### Given problem 1
In the hardware acceleration passage, what feature of Tensorflow Lite lets it use hardware acceleration when that acceleration is supported?
### Given problem 2
Retype the part of the hardware acceleration passage starting with "It is unlikely" and going on through "leveraged when supported.".

### Selected passage

▬▬▬▬▬▬

This can be thought of as a lowest common denominator implementation in that it
doesn’t leverage any hardware-specific functionality; any processor can perform
sequential addition. However, as evidenced by the effectively unlimited demand
in the Graphics Processing Unit
(GPU) market, there are
significant performance gains to be had by parallelizing operations in hardware.
Fortunately, many of the operations that are necessary for performing inference
are “embarassingly
parallel”. For example,
rather than iterating through tensors to perform sequential addition, which may
take many processor cycles, we could point a processor to the two inputs and, if
supported by the hardware, the entire matrix addition operation could be
completed in a “single” cycle.
It is unlikely that the operation would literally take one cycle given the
complexity of modern processors, but the point is that the runtime of the
entire operation could be reduced to the same order of magnitude of cycles as
one step of the sequential addition implementation.
Obviously microcontrollers don’t have massive GPUs like those installed in cloud
provider datacenters. However, many do implement architecture extensions that
enable these common operations to be accelerated. Because Tensorflow Lite
enables different kernel implementations, this hardware acceleration can be
leveraged when supported.

▬▬▬▬▬▬

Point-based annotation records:

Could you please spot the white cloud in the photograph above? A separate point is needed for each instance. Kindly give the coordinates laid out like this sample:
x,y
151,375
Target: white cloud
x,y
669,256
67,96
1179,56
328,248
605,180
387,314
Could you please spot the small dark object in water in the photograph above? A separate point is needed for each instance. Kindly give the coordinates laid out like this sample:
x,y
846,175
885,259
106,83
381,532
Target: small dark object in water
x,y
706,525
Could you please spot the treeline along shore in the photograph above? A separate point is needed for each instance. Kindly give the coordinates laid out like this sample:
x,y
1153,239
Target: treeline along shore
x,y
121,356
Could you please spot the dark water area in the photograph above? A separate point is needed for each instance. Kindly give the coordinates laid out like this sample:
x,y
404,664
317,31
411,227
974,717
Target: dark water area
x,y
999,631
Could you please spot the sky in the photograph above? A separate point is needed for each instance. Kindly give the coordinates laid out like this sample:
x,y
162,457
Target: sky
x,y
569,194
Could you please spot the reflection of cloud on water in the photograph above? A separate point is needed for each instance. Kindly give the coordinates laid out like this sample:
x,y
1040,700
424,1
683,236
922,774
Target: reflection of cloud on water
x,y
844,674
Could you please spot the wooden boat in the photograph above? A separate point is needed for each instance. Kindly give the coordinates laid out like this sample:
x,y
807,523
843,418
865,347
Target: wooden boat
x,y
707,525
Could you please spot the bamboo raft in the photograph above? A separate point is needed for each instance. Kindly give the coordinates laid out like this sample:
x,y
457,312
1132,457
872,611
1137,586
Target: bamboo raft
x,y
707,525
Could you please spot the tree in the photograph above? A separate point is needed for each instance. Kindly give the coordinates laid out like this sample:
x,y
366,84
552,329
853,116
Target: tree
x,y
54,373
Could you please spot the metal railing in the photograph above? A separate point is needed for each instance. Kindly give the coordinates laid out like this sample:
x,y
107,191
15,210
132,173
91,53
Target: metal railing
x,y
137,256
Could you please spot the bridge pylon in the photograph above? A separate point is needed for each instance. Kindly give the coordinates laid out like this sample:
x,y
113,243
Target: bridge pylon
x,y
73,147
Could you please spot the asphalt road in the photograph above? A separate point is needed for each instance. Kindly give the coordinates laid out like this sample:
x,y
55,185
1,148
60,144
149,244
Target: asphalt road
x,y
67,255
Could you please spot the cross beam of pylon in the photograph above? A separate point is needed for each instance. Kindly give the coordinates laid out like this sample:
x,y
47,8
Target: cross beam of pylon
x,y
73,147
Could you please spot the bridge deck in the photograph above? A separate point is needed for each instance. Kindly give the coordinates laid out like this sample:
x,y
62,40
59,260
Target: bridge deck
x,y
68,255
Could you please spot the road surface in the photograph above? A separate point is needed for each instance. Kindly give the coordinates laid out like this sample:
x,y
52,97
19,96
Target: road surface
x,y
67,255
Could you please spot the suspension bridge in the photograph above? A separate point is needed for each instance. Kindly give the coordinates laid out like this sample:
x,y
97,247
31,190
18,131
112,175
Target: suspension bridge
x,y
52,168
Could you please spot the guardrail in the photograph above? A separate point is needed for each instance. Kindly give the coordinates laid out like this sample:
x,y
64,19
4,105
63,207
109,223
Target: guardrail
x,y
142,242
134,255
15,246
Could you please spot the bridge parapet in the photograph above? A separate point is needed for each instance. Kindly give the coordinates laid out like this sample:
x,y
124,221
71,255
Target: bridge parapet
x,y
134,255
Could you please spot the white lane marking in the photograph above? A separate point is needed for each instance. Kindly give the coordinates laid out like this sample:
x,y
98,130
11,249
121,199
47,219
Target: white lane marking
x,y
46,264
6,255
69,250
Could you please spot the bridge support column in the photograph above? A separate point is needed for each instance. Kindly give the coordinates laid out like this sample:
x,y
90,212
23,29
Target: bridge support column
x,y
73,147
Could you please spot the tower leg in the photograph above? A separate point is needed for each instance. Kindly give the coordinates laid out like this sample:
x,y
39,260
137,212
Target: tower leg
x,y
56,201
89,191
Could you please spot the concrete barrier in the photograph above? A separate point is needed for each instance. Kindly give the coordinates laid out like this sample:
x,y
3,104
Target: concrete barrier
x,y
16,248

▬▬▬▬▬▬

### Full output 1
It allows different kernel implementations.

### Full output 2
It is unlikely that the operation would literally take one cycle given the
complexity of modern processors, but the point is that the runtime of the
entire operation could be reduced to the same order of magnitude of cycles as
one step of the sequential addition implementation.
Obviously microcontrollers don’t have massive GPUs like those installed in cloud
provider datacenters. However, many do implement architecture extensions that
enable these common operations to be accelerated. Because Tensorflow Lite
enables different kernel implementations, this hardware acceleration can be
leveraged when supported.